▸ SOURCE:
════════
Le réveil des instincts, extrait du livre La Forêt de Lesbazeilles (1883)

Nous vous proposons la lecture d’un extrait du livre « Les Forêts » écrit par Eugène Lesbazeilles et publié en 1883. Cet extrait est paru dans la revue Naturien en 1898.



Le voyageur qui, venant d’Europe, pénètre dans une des vastes forêts du Canada ou de l’un des États du Nord — le Maine, l’Ohio ou le Michigan, — se sent aussitôt saisi d’une profonde émotion: il s’étonne, il regarde, il écoute, il s’extasie. Sous ces hautes voûtes de feuillage supportées par d’innombrables fûts de pins et de chênes qui s’élancent d’un seul jet, dans une air immobile et une lumière amortie, réduite à un doux crépuscule, au milieu d’un silence tel qu’il croit n’avoir jamais jusqu’alors connu le silence, il goûte avec délices la complète solitude et l’indépendance absolue. Il se croit transporté dans un monde nouveau, et il est lui-même un nouvel être; il lui semble que des chaînes et des fardeaux pesaient naguère sur lui et qu’il en est tout à coup délivré; pour la première fois il est libre et vraiment en tête-à-tête avec la Nature.
════════
▸ EXERCICE PROPOSÉ 1:
Reproduisez le listing en commençant à sa première ligne et en vous arrêtant après la ligne contenant « [232,88,273,149] », en substituant « headset » à « microphone » et en laissant tout le reste inchangé. Omettez les images dans votre réponse.
Le texte et le listing sont sans rapport l'un avec l'autre.

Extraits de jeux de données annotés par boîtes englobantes
════════
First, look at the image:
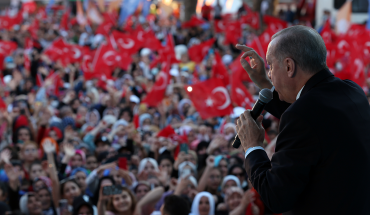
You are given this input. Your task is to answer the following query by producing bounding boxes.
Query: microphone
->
[232,88,273,149]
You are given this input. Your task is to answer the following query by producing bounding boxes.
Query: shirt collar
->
[295,85,306,100]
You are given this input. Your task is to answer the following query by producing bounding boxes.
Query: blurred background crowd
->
[0,0,370,215]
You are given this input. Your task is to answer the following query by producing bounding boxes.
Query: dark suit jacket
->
[245,69,370,215]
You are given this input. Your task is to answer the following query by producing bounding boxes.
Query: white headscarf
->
════════
▸ EXERCICE PROPOSÉ 2:
Recopiez intégralement, à l'identique, le texte sur le réveil des instincts en forêt.

▸ RÉSULTAT OBTENU 1:
First, look at the image:
You are given this input. Your task is to answer the following query by producing bounding boxes.
Query: headset
->
[232,88,273,149]

▸ RÉSULTAT OBTENU 2:
Le réveil des instincts, extrait du livre La Forêt de Lesbazeilles (1883)

Nous vous proposons la lecture d’un extrait du livre « Les Forêts » écrit par Eugène Lesbazeilles et publié en 1883. Cet extrait est paru dans la revue Naturien en 1898.



Le voyageur qui, venant d’Europe, pénètre dans une des vastes forêts du Canada ou de l’un des États du Nord — le Maine, l’Ohio ou le Michigan, — se sent aussitôt saisi d’une profonde émotion: il s’étonne, il regarde, il écoute, il s’extasie. Sous ces hautes voûtes de feuillage supportées par d’innombrables fûts de pins et de chênes qui s’élancent d’un seul jet, dans une air immobile et une lumière amortie, réduite à un doux crépuscule, au milieu d’un silence tel qu’il croit n’avoir jamais jusqu’alors connu le silence, il goûte avec délices la complète solitude et l’indépendance absolue. Il se croit transporté dans un monde nouveau, et il est lui-même un nouvel être; il lui semble que des chaînes et des fardeaux pesaient naguère sur lui et qu’il en est tout à coup délivré; pour la première fois il est libre et vraiment en tête-à-tête avec la Nature.